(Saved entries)
• • • • • • •
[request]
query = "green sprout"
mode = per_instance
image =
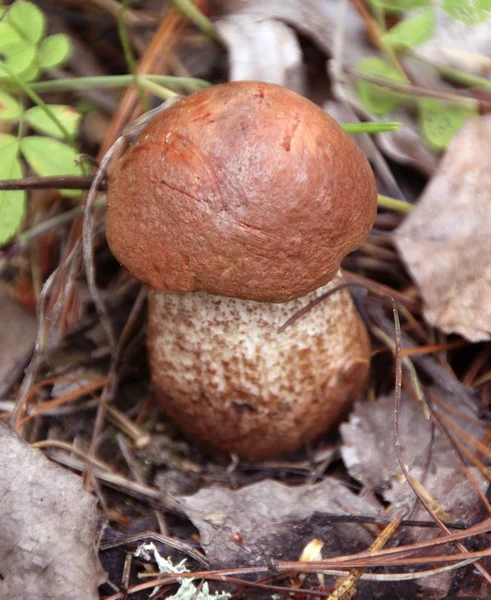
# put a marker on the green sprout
(25, 52)
(439, 119)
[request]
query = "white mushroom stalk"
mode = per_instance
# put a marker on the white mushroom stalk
(236, 206)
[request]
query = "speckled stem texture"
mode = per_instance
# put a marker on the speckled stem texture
(234, 384)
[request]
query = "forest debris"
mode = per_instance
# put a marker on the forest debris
(446, 241)
(187, 590)
(458, 44)
(18, 329)
(262, 50)
(47, 527)
(268, 520)
(368, 448)
(451, 495)
(313, 18)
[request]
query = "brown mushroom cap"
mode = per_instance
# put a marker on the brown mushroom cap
(244, 189)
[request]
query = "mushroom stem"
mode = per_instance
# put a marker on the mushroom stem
(222, 371)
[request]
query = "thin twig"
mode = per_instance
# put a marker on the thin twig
(75, 182)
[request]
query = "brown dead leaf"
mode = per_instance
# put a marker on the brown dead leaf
(262, 50)
(446, 241)
(453, 497)
(47, 527)
(18, 329)
(368, 448)
(261, 38)
(458, 45)
(271, 520)
(312, 18)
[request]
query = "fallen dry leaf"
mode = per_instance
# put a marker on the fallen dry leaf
(446, 241)
(368, 448)
(312, 18)
(262, 50)
(454, 498)
(369, 454)
(458, 45)
(271, 520)
(18, 329)
(47, 527)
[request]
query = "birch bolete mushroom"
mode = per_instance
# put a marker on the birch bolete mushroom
(236, 206)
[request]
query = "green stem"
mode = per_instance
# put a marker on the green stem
(117, 81)
(456, 74)
(159, 91)
(371, 127)
(191, 12)
(393, 204)
(37, 100)
(128, 54)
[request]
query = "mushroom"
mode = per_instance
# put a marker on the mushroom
(236, 206)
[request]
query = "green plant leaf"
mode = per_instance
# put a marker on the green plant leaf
(67, 116)
(400, 5)
(9, 107)
(17, 57)
(48, 157)
(12, 203)
(470, 12)
(28, 19)
(440, 121)
(54, 50)
(8, 35)
(412, 31)
(31, 73)
(378, 100)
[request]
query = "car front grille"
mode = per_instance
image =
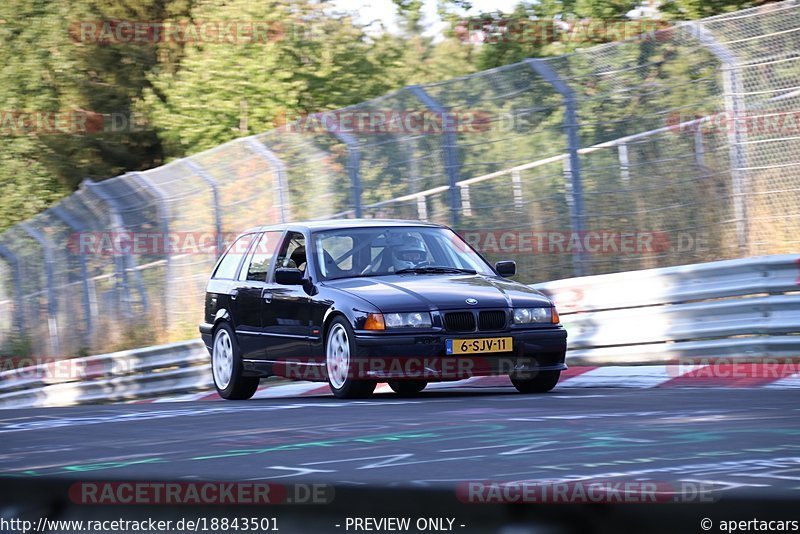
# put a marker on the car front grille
(492, 320)
(464, 321)
(459, 321)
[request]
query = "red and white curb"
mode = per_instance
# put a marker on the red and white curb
(641, 376)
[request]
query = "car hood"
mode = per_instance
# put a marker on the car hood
(443, 292)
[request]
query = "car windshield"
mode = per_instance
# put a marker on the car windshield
(354, 252)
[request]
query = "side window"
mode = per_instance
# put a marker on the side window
(230, 261)
(258, 264)
(293, 252)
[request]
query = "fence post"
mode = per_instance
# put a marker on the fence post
(16, 273)
(212, 184)
(282, 183)
(127, 258)
(572, 165)
(70, 221)
(52, 299)
(353, 164)
(164, 218)
(452, 167)
(735, 111)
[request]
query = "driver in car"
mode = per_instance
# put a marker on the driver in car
(409, 254)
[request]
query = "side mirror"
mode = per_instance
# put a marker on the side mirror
(288, 277)
(506, 268)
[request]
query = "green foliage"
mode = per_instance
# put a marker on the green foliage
(178, 99)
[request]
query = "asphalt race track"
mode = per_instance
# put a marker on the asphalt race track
(739, 440)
• • • • • • •
**EXERCISE DESCRIPTION:** Restate the records above in full and word for word, but do not carry over any pictures.

**RESPONSE:**
[request]
query = "green sprout"
mode = per_instance
image =
# put a marker on the green sprout
(25, 52)
(439, 119)
[request]
query = "white mushroom stalk"
mode = per_instance
# put a marker on the white mushroom stalk
(236, 206)
[request]
query = "speckled stem texture"
mode = per_instance
# put a marker on the speckled stem texture
(234, 384)
[request]
query = "forest debris"
mode = per_instance
# put a marker on the forest debris
(446, 241)
(187, 590)
(458, 44)
(18, 329)
(262, 50)
(47, 527)
(268, 520)
(368, 448)
(451, 495)
(313, 18)
[request]
query = "brown mushroom cap"
mode = per_instance
# put a marker on the brown mushroom cap
(244, 189)
[request]
query = "mushroom stem"
mode = per_instance
# put a marker on the mushroom stem
(222, 371)
[request]
query = "thin twig"
mode = per_instance
# put a marker on the thin twig
(75, 182)
[request]
query = "brown dead leaf"
mode = per_instance
# put a marker on the brown dead leaf
(262, 50)
(446, 241)
(453, 497)
(47, 527)
(18, 329)
(368, 448)
(261, 38)
(458, 45)
(271, 520)
(312, 18)
[request]
query = "fallen dry leaf"
mode = per_instance
# put a marker on the fallen dry leaf
(446, 241)
(368, 448)
(312, 18)
(262, 50)
(454, 498)
(369, 454)
(458, 45)
(271, 520)
(18, 329)
(47, 527)
[request]
query = "birch bolete mushroom"
mode = per_instance
# put a marker on the birch bolete mushroom
(236, 206)
[request]
query = "green stem"
mode = per_instance
# put a marker on the green stem
(117, 81)
(456, 74)
(159, 91)
(371, 127)
(191, 12)
(393, 204)
(37, 100)
(128, 54)
[request]
query = "mushroom"
mode = per_instance
# put a marker on the mushroom
(236, 206)
[request]
query = "green plant leaf"
mode = per_instance
# put a marker on the green plant leaf
(67, 116)
(400, 5)
(9, 107)
(17, 57)
(48, 157)
(12, 203)
(470, 12)
(28, 19)
(440, 121)
(54, 50)
(8, 35)
(412, 31)
(31, 73)
(378, 100)
[request]
query = "car front grille"
mode = per_instance
image =
# put a marker on the car front grille
(492, 320)
(464, 321)
(459, 321)
[request]
query = "red and white curb"
mode = per_instance
# put a marker on the red and white curb
(641, 376)
[request]
query = "car hood"
mode = per_instance
# put a marker on the car hood
(443, 292)
[request]
query = "car windshield"
mode = per_instance
# put a marker on the car windshield
(354, 252)
[request]
query = "side window"
mode = per_instance
# put a marker on the side window
(230, 261)
(258, 264)
(293, 252)
[request]
query = "fence post"
mode = per_instance
# put a marker on the fence post
(16, 273)
(212, 184)
(282, 183)
(127, 258)
(572, 165)
(70, 221)
(52, 299)
(353, 164)
(164, 218)
(452, 167)
(735, 111)
[request]
query = "driver in car"
mode = per_instance
# put a marker on the driver in car
(409, 254)
[request]
query = "side mirror"
mode = per_instance
# put a marker on the side mirror
(288, 277)
(506, 268)
[request]
query = "green foliage"
mode = per_instance
# put a marker on the green foliage
(178, 99)
[request]
query = "asphalt race track"
mode = per_instance
# put a marker on the asphalt race track
(739, 440)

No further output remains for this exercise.